__WHAT YOU HAVE TO DO__. Only those lines running from the start of the listing below through the line that holds "Provide a point for each instance of the window, given" are to be written out, exactly and in full.

Start of Block

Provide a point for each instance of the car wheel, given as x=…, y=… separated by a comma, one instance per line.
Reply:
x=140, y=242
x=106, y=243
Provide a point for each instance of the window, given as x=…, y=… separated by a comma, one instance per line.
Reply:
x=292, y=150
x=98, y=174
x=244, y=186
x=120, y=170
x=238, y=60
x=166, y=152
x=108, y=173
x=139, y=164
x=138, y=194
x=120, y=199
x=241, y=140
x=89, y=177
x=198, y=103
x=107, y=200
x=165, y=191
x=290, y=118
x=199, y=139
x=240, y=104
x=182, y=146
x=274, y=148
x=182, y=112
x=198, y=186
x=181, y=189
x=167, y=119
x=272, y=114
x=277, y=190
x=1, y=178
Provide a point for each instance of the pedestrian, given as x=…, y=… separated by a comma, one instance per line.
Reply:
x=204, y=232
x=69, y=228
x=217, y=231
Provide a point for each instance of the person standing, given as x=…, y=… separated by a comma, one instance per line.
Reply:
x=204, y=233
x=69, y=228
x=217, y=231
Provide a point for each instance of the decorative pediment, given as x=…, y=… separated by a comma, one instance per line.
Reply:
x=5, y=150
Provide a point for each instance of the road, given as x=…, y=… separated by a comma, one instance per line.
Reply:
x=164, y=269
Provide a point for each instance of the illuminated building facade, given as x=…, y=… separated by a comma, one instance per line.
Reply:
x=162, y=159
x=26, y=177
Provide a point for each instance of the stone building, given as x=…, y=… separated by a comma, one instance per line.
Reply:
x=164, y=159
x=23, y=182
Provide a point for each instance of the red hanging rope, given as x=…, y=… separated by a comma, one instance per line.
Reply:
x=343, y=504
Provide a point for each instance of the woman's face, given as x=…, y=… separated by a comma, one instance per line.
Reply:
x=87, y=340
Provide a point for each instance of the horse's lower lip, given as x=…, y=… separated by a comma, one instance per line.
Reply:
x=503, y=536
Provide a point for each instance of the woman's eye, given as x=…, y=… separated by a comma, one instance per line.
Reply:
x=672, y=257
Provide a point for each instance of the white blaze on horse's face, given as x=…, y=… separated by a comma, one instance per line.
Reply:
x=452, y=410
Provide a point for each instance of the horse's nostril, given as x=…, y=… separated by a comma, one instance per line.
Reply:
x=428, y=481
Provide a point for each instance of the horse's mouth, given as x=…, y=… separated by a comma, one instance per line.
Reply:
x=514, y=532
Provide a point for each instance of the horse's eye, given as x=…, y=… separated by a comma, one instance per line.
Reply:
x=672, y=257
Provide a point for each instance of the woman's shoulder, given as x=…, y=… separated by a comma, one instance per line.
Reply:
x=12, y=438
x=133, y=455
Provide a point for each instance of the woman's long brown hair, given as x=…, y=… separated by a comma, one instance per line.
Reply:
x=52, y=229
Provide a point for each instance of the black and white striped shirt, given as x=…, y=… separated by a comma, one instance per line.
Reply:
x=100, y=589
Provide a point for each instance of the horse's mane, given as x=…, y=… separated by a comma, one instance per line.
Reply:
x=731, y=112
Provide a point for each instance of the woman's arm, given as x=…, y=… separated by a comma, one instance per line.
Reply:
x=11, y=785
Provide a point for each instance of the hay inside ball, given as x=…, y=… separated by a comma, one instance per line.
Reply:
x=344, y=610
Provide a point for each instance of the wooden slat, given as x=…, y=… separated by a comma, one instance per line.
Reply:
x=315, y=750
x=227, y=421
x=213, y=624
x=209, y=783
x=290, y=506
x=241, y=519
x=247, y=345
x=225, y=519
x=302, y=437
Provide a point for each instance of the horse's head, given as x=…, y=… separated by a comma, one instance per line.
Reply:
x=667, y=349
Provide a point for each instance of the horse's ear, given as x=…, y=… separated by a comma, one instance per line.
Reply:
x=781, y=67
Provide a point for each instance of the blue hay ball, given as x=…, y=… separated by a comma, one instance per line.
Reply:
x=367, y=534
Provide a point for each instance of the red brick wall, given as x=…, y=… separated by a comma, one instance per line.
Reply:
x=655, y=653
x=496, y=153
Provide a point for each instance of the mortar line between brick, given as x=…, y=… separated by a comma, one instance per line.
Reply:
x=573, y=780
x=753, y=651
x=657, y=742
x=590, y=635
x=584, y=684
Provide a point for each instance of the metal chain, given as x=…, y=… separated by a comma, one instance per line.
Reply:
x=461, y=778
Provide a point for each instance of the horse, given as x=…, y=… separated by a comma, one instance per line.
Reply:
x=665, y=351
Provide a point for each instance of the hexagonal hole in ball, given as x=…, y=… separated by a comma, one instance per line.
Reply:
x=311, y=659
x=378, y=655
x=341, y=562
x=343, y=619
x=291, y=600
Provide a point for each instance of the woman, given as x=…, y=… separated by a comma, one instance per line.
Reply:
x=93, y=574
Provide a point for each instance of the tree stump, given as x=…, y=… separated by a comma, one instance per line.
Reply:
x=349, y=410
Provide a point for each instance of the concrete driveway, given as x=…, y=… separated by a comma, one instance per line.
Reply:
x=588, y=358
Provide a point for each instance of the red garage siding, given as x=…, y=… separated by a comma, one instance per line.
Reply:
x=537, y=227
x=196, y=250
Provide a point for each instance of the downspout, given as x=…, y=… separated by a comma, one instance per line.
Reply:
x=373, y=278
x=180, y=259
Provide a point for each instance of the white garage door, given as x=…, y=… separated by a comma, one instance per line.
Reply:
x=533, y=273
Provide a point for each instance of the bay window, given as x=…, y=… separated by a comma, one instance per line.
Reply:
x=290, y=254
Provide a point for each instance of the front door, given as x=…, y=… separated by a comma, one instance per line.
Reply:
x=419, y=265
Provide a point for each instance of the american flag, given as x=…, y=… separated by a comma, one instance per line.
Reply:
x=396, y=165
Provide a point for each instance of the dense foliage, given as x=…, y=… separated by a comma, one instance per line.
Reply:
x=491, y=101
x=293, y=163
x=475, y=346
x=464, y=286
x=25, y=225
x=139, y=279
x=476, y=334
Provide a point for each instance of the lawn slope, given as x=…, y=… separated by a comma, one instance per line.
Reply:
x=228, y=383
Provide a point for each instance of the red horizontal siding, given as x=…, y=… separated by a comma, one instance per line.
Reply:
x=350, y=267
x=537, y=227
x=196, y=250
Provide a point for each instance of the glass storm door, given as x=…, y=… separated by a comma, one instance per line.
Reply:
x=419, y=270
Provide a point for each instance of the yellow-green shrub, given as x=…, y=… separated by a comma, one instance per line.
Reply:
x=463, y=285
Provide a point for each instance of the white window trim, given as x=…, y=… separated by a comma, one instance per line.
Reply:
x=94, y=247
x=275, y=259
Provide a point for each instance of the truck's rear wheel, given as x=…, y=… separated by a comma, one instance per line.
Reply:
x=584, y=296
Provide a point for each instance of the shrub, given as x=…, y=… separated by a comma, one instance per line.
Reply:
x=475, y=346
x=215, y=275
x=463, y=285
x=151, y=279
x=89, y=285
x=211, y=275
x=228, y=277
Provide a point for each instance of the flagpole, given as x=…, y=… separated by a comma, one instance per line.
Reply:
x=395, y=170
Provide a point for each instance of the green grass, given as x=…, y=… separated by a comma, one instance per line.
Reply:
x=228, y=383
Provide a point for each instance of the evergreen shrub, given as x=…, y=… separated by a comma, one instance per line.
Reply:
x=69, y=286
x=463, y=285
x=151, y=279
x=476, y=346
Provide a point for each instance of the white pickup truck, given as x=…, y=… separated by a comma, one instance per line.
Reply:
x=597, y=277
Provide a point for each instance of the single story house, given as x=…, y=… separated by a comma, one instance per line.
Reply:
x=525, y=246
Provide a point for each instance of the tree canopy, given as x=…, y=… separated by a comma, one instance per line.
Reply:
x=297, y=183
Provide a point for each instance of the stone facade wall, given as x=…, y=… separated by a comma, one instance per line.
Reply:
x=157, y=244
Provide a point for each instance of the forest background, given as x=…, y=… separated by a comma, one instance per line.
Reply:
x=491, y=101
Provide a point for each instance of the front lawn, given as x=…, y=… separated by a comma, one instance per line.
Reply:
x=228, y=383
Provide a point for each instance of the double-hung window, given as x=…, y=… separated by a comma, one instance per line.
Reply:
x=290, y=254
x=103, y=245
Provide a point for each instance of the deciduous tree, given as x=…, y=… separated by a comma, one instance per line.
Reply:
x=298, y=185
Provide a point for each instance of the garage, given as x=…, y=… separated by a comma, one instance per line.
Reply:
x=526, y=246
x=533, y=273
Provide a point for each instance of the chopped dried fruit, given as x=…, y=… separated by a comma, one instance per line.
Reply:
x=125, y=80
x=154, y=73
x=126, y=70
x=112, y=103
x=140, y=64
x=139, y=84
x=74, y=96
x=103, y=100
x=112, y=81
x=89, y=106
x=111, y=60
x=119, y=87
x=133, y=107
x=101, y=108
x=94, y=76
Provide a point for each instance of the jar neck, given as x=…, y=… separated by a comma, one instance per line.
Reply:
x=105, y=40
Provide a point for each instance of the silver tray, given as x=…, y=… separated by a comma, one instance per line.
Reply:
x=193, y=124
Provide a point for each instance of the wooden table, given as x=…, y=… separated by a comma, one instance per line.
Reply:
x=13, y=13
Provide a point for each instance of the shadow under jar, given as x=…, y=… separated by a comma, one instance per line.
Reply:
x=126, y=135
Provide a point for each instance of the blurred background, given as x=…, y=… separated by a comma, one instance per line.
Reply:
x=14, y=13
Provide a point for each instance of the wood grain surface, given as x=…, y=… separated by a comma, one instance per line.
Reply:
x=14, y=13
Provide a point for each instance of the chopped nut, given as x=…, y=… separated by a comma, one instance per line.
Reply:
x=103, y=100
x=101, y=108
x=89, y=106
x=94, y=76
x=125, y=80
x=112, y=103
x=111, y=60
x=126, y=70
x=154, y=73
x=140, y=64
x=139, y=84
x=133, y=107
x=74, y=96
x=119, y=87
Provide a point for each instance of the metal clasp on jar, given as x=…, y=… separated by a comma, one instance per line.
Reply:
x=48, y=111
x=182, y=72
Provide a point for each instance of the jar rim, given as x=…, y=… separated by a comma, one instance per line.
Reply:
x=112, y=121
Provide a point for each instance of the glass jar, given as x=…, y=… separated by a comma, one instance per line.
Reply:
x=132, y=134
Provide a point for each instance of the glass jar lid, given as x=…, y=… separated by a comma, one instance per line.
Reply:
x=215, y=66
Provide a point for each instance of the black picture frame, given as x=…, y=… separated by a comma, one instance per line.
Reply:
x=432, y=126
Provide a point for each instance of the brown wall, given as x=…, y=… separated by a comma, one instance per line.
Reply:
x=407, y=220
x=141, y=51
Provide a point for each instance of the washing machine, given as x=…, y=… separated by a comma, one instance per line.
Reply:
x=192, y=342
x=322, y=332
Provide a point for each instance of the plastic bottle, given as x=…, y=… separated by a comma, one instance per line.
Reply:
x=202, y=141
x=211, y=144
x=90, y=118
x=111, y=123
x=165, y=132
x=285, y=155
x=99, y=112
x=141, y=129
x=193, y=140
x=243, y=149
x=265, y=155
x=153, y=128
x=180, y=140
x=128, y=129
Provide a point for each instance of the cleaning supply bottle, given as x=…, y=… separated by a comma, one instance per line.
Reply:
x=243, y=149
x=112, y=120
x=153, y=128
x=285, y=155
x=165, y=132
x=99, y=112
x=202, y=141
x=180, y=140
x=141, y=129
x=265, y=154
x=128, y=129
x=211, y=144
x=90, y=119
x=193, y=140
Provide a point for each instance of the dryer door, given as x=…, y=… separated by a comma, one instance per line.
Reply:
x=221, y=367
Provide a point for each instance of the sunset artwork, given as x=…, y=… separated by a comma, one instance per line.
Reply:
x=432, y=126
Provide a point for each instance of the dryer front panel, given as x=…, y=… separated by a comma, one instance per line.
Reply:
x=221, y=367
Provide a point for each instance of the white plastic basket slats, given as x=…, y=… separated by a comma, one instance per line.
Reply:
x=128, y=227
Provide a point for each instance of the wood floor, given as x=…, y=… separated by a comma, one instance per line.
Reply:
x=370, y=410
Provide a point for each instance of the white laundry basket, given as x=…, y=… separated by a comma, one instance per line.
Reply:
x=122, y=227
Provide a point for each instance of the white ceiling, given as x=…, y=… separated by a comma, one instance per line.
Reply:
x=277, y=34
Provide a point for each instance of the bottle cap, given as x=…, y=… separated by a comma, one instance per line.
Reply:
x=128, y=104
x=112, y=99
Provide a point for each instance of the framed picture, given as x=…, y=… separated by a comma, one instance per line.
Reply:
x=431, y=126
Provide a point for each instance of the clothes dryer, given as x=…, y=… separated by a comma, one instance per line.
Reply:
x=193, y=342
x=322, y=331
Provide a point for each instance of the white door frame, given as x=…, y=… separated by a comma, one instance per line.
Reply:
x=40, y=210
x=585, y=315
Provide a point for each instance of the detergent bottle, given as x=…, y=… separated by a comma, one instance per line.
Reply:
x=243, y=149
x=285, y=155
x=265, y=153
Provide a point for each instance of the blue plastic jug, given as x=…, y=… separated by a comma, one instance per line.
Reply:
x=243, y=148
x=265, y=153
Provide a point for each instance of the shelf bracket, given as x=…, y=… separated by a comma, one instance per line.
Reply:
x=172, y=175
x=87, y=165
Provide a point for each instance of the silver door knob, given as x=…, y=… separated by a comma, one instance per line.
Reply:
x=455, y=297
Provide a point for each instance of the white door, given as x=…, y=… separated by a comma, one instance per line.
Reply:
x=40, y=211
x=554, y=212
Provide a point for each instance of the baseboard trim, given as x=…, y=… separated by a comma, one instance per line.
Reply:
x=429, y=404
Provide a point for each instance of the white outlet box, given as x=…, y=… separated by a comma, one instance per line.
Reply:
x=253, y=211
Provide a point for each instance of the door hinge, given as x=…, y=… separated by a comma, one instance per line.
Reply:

End of Block

__TASK RESULT__.
Provide a point for each instance of the car wheel, given as x=…, y=… separated by a comma, one instance per line.
Reply:
x=140, y=242
x=106, y=243
Provide a point for each instance of the window, given as x=…, y=… separated by a comma, one instance per line.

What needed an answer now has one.